Document segment:
---------------

Single by Tarja

from the album What Lies Beneath
- Released: 30 August 2010
- Genre: Heavy metal; symphonic metal;
- Label: Universal Music
- Songwriters: Tarja Turunen; Johnny Andrews;
- Producers: Tarja Turunen; Mic;

Tarja singles chronology
| "I Feel Immortal" (2010) | "Until My Last Breath" (2010) | "Underneath" (2011) |

Music video
- "Until My Last Breath" on YouTube

= Until My Last Breath =

"Until My Last Breath" is a song by Finnish singer Tarja, released as a single from her first Universal album What Lies Beneath. The single was released on 30 August 2010.

The edition for Germany, Switzerland, and Austria comes with Tarja's new song, "The Crying Moon", which had been mentioned/discussed even before she finished the My Winter Storm tour.

The International release on iTunes features an exclusive version of "Falling Awake". This has only so far been mentioned on Tarja's blog under samples.

---------------

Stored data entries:
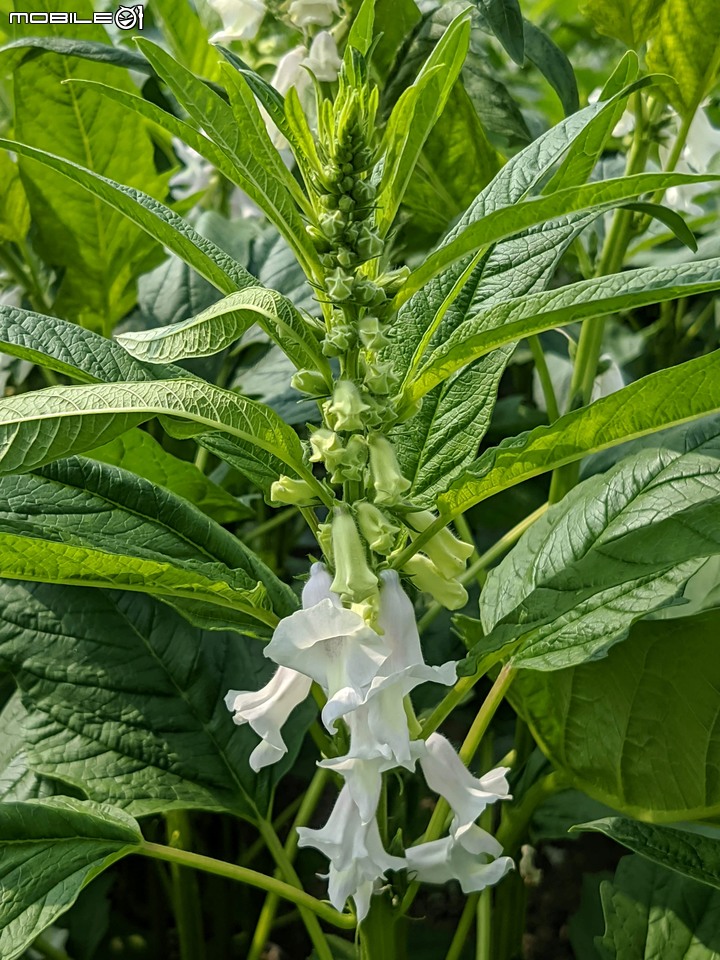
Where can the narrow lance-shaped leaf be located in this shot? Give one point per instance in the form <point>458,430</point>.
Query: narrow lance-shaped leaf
<point>682,393</point>
<point>154,217</point>
<point>526,316</point>
<point>49,850</point>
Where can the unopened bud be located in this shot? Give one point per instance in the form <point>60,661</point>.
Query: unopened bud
<point>445,550</point>
<point>345,410</point>
<point>299,493</point>
<point>389,483</point>
<point>354,579</point>
<point>378,530</point>
<point>426,577</point>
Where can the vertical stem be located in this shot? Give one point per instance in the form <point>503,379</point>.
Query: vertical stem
<point>284,863</point>
<point>185,893</point>
<point>267,914</point>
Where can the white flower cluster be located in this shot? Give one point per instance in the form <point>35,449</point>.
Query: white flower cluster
<point>366,674</point>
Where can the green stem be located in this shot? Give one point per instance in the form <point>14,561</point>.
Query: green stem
<point>309,914</point>
<point>462,931</point>
<point>551,404</point>
<point>266,920</point>
<point>484,561</point>
<point>185,894</point>
<point>231,871</point>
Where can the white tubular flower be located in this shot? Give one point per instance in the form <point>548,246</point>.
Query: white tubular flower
<point>467,795</point>
<point>267,710</point>
<point>355,851</point>
<point>241,19</point>
<point>323,59</point>
<point>305,13</point>
<point>329,643</point>
<point>469,859</point>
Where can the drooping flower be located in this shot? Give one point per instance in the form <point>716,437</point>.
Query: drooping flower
<point>355,851</point>
<point>267,710</point>
<point>472,858</point>
<point>241,19</point>
<point>305,13</point>
<point>329,643</point>
<point>467,795</point>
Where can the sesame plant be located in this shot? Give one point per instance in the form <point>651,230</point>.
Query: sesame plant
<point>239,647</point>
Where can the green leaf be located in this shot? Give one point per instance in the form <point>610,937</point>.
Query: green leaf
<point>599,722</point>
<point>578,579</point>
<point>686,44</point>
<point>650,913</point>
<point>240,132</point>
<point>223,323</point>
<point>146,539</point>
<point>156,219</point>
<point>515,319</point>
<point>554,65</point>
<point>676,395</point>
<point>99,254</point>
<point>140,453</point>
<point>689,853</point>
<point>187,37</point>
<point>154,737</point>
<point>14,210</point>
<point>49,850</point>
<point>17,781</point>
<point>506,221</point>
<point>505,20</point>
<point>47,424</point>
<point>416,113</point>
<point>630,21</point>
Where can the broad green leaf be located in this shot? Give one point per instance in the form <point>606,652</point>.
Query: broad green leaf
<point>187,37</point>
<point>630,21</point>
<point>99,253</point>
<point>579,578</point>
<point>416,113</point>
<point>154,737</point>
<point>223,323</point>
<point>583,155</point>
<point>686,44</point>
<point>49,850</point>
<point>554,65</point>
<point>17,781</point>
<point>682,393</point>
<point>156,219</point>
<point>636,730</point>
<point>507,221</point>
<point>146,539</point>
<point>650,912</point>
<point>48,424</point>
<point>240,131</point>
<point>14,210</point>
<point>515,319</point>
<point>140,453</point>
<point>505,20</point>
<point>689,853</point>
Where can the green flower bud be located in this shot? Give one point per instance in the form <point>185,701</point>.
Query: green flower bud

---------------

Required work:
**1.** Do these statements agree with the article on "Until My Last Breath"? For each, answer yes or no and quote the words of the article that decide it. (a) The single was released on 30 August 2010. (b) The edition for Germany, Switzerland, and Austria comes with "Falling Awake". (c) What Lies Beneath was Tarja's first Universal album.
**2.** Translate this sentence from the article on "Until My Last Breath" into Spanish: "The single was released on 30 August 2010."
**3.** According to the article on "Until My Last Breath", what does the International release on iTunes feature?

Responses:
**1.**
(a) Yes: "The single was released on 30 August 2010."
(b) No: "comes with Tarja's new song, "The Crying Moon""
(c) Yes: "her first Universal album What Lies Beneath"

**2.** El sencillo se publicó el 30 de agosto de 2010.

**3.** An exclusive version of "Falling Awake".